— Start of Available records —
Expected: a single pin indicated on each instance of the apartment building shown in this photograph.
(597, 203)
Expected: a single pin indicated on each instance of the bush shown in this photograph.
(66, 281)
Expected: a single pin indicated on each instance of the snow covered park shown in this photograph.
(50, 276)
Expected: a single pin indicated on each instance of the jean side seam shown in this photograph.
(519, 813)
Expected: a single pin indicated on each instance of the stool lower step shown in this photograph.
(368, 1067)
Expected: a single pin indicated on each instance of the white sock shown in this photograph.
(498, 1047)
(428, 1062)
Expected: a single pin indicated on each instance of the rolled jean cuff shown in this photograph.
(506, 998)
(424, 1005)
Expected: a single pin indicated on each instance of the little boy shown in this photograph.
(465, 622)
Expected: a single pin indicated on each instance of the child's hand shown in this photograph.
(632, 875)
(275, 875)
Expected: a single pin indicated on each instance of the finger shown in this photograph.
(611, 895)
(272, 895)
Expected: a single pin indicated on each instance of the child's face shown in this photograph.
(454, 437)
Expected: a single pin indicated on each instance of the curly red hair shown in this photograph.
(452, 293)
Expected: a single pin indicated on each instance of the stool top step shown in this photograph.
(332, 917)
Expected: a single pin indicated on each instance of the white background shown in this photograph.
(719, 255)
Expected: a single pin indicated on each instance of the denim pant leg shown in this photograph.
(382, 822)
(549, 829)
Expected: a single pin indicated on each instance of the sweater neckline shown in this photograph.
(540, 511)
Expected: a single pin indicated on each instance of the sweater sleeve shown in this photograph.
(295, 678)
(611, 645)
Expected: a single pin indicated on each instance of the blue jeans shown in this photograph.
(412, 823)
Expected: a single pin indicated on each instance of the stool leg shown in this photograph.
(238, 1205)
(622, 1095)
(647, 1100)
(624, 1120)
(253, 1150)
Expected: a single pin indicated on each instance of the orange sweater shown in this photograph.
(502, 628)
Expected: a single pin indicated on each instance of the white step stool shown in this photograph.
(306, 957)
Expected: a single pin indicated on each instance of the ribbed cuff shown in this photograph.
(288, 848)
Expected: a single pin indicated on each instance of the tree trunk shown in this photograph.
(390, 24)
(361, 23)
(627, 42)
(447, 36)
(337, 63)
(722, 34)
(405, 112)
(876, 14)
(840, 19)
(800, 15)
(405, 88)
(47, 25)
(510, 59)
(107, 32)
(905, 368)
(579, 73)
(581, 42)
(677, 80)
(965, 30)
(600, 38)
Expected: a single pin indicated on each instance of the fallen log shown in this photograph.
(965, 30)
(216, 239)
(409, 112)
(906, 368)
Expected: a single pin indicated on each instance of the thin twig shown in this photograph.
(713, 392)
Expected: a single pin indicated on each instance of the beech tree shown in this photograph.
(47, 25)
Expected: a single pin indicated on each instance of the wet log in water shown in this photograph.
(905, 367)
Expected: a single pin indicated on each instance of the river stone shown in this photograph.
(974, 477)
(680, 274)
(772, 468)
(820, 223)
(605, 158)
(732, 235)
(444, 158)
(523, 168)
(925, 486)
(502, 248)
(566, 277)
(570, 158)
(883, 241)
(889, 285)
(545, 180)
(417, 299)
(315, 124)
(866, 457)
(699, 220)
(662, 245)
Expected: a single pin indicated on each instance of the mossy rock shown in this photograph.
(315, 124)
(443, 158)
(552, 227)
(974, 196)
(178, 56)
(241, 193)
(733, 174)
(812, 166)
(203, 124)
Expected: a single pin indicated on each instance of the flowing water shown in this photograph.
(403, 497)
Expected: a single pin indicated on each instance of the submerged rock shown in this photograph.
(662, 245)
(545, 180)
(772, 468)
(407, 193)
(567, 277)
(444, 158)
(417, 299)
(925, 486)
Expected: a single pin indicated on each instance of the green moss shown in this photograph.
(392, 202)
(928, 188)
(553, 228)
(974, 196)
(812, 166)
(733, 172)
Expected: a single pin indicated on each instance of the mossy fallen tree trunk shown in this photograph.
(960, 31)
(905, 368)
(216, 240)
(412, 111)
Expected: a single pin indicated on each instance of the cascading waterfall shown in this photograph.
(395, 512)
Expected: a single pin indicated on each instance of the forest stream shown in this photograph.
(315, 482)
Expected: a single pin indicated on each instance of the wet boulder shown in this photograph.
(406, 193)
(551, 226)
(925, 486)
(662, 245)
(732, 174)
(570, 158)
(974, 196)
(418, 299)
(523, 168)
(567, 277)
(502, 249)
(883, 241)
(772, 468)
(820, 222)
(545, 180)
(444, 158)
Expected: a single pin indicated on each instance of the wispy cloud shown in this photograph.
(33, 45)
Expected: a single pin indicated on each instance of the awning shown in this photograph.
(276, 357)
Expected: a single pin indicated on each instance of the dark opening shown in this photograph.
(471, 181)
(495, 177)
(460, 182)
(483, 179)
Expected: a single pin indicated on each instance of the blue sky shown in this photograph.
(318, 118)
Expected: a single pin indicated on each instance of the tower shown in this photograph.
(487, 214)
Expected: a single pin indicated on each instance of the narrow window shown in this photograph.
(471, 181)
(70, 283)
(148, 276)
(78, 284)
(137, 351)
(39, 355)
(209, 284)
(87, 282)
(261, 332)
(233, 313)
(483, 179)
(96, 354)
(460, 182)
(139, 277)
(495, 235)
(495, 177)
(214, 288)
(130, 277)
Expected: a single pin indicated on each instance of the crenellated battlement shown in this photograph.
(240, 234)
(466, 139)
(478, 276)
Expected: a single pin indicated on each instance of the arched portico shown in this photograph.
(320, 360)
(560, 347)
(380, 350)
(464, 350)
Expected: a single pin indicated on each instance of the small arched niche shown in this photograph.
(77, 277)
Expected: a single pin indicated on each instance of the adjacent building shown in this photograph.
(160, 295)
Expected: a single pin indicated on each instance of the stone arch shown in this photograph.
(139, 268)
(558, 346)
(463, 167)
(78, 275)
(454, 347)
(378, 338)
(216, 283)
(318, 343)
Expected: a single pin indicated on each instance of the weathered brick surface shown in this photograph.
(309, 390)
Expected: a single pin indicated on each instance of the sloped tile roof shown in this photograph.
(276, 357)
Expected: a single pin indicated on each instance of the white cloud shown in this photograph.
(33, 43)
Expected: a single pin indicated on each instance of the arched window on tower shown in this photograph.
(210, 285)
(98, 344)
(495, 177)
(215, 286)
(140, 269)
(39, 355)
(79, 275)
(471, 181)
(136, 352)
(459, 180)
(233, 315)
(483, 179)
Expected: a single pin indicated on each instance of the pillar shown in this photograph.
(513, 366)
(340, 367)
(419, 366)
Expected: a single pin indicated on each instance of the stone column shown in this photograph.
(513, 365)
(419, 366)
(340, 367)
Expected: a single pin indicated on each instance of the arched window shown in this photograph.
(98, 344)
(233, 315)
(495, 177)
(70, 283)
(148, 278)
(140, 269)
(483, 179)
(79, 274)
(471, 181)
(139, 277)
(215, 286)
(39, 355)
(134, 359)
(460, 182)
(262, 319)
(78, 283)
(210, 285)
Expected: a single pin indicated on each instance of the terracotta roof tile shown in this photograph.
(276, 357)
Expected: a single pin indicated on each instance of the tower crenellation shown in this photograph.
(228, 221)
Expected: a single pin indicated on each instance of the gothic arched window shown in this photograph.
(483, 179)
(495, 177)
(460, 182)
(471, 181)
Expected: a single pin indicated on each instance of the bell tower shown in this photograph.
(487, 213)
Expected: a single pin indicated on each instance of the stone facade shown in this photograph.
— End of Available records —
Stated goal >> Return the whole listing exactly, with every line included.

Answer in full >>
Expected: a single pin indicated on each instance of the apartment building shown in this photograph.
(597, 203)
Expected: a single pin indicated on each instance of the bush shown in this photograph.
(66, 281)
Expected: a single pin indicated on each instance of the snow covered park shown in this photograph.
(50, 276)
Expected: a single pin indicated on each instance of the jean side seam shown in this photograph.
(519, 813)
Expected: a single pin indicated on each instance of the stool lower step shown in this photograph.
(368, 1067)
Expected: a single pin indicated on each instance of the white sock shown in this photograph.
(498, 1047)
(428, 1062)
Expected: a single pin indicated on each instance of the rolled jean cuff shown in this photograph.
(506, 998)
(424, 1005)
Expected: a single pin indicated on each instance of the little boy shown in this photograph.
(465, 622)
Expected: a single pin indicated on each instance of the child's hand shown in this photograph.
(632, 875)
(275, 875)
Expected: a single pin indicated on each instance of the finger shown in this photograph.
(611, 895)
(272, 895)
Expected: a single pin indicated on each instance of the child's face shown in this photograph.
(454, 437)
Expected: a single pin indicated on each instance of the curly red hair shown in this photograph.
(452, 293)
Expected: a single pin indicated on each instance of the stool top step shown in this photograph.
(332, 917)
Expected: a single pin indicated on each instance of the white background shown in this photograph.
(719, 255)
Expected: a single pin indicated on each instance of the denim pant leg shown in this photograph.
(382, 822)
(549, 829)
Expected: a single pin indicated on each instance of the sweater neckline shown in this photograph.
(540, 511)
Expected: a single pin indicated on each instance of the sweater sleeve shown in this photograph.
(295, 678)
(611, 645)
Expected: a single pin indicated on each instance of the blue jeans shown in this photograph.
(412, 823)
Expected: a single pin indicated on each instance of the stool leg shown in this photograph.
(238, 1205)
(622, 1095)
(647, 1100)
(624, 1120)
(253, 1150)
Expected: a single pin indicated on each instance of the orange sweater shown in this photograph.
(502, 628)
Expected: a single pin indicated on each instance of the white step stool shown in this photograph.
(306, 957)
Expected: a single pin indicated on each instance of the ribbed cuff shown in this photograph.
(288, 848)
Expected: a single pin indicated on each instance of the tree trunk shown in this photograph.
(390, 24)
(361, 23)
(627, 42)
(447, 36)
(337, 63)
(722, 34)
(405, 112)
(876, 14)
(840, 19)
(800, 15)
(405, 88)
(47, 25)
(510, 59)
(107, 32)
(905, 368)
(579, 73)
(581, 42)
(677, 80)
(965, 30)
(600, 38)
Expected: a single pin indicated on each instance of the fallen log shown in this photograph.
(965, 30)
(216, 239)
(409, 112)
(906, 368)
Expected: a single pin indicated on each instance of the thin twig shown in this photograph.
(713, 392)
Expected: a single pin indicated on each instance of the beech tree shown in this photograph.
(47, 25)
Expected: a single pin indicated on each instance of the wet log in water shown in this photograph.
(905, 367)
Expected: a single pin indicated on each instance of the river stone shown in this photograph.
(974, 477)
(680, 274)
(772, 468)
(820, 223)
(605, 158)
(732, 235)
(444, 158)
(523, 168)
(925, 486)
(502, 248)
(566, 277)
(570, 158)
(883, 241)
(889, 285)
(545, 180)
(417, 299)
(315, 124)
(866, 457)
(699, 220)
(662, 245)
Expected: a single pin indicated on each instance of the mossy rock shown in this photograph.
(315, 124)
(443, 158)
(552, 227)
(974, 196)
(178, 56)
(241, 193)
(733, 174)
(812, 166)
(203, 124)
Expected: a single pin indicated on each instance of the flowing water shown in this photograph.
(403, 497)
Expected: a single pin indicated on each instance of the submerged rock shown in this photograph.
(662, 245)
(545, 180)
(772, 468)
(407, 193)
(567, 277)
(444, 158)
(417, 299)
(925, 486)
Expected: a single pin indicated on each instance of the green moss shown in this photograph.
(392, 202)
(928, 188)
(553, 228)
(974, 196)
(812, 166)
(733, 172)
Expected: a single pin indicated on each instance of the mossy fallen tree trunk shown in this photograph.
(960, 31)
(905, 368)
(216, 240)
(412, 111)
Expected: a single pin indicated on each instance of the cascading waterfall shown in this photograph.
(395, 512)
Expected: a single pin indicated on each instance of the forest stream shown in this photograph.
(315, 482)
Expected: a single pin indicated on each instance of the wet boulder shown in this photograph.
(406, 193)
(551, 226)
(925, 486)
(662, 245)
(732, 174)
(570, 158)
(974, 196)
(418, 299)
(523, 168)
(567, 277)
(502, 249)
(883, 241)
(772, 468)
(820, 222)
(545, 180)
(444, 158)
Expected: a single pin indicated on each instance of the wispy cloud shown in this photograph.
(33, 45)
Expected: a single pin indicated on each instance of the awning shown in this photograph.
(276, 357)
Expected: a single pin indicated on each instance of the dark opening shown in this photograph.
(471, 181)
(495, 177)
(460, 182)
(483, 179)
Expected: a single pin indicated on each instance of the blue sky shown in this photograph.
(318, 118)
Expected: a single pin indicated on each instance of the tower shown in this photograph.
(487, 214)
Expected: a single pin indicated on each instance of the narrow window shown in this photograph.
(471, 181)
(70, 283)
(148, 276)
(78, 284)
(137, 351)
(39, 355)
(209, 284)
(87, 282)
(261, 332)
(233, 313)
(483, 179)
(96, 354)
(460, 182)
(139, 277)
(495, 235)
(495, 177)
(214, 288)
(130, 277)
Expected: a single pin indicated on each instance of the crenellated battlement shown in this photograph.
(240, 234)
(466, 139)
(478, 276)
Expected: a single pin indicated on each instance of the arched portico shown in this photograph.
(320, 360)
(560, 347)
(380, 350)
(464, 350)
Expected: a single pin indicated on each instance of the small arched niche shown in this photograph.
(77, 277)
Expected: a single pin indicated on each instance of the adjacent building shown in this photograph.
(160, 295)
Expected: a single pin indicated on each instance of the stone arch shown in this photograph.
(139, 268)
(558, 346)
(463, 167)
(78, 275)
(454, 347)
(378, 338)
(216, 283)
(318, 343)
Expected: a single pin indicated on each instance of the weathered brick surface shown in this photograph.
(309, 390)
Expected: a single pin indicated on each instance of the sloped tile roof shown in this photograph.
(276, 357)
Expected: a single pin indicated on each instance of the white cloud shown in this photograph.
(33, 43)
Expected: a single pin indicated on each instance of the arched window on tower shown in this photograph.
(210, 285)
(98, 344)
(495, 177)
(215, 286)
(140, 269)
(39, 355)
(79, 275)
(471, 181)
(136, 352)
(459, 180)
(233, 315)
(483, 179)
Expected: a single pin indicated on each instance of the pillar shown in this photograph.
(513, 366)
(340, 367)
(419, 366)
Expected: a single pin indicated on each instance of the stone column shown in this photograph.
(513, 365)
(419, 366)
(340, 367)
Expected: a single pin indicated on each instance of the arched window shown in this photograph.
(98, 344)
(233, 315)
(495, 177)
(70, 283)
(148, 278)
(140, 269)
(483, 179)
(79, 274)
(471, 181)
(139, 277)
(215, 286)
(39, 355)
(134, 359)
(460, 182)
(262, 319)
(78, 283)
(210, 285)
Expected: a single pin indicated on each instance of the terracotta roof tile shown in this photograph.
(276, 357)
Expected: a single pin indicated on each instance of the tower crenellation shown in this photograph.
(228, 221)
Expected: a single pin indicated on each instance of the gothic arched window shown in this photograph.
(483, 179)
(495, 177)
(460, 182)
(471, 181)
Expected: a single pin indicated on each instance of the bell tower shown in this photograph.
(487, 213)
Expected: a single pin indicated on each instance of the stone facade shown in this photograph.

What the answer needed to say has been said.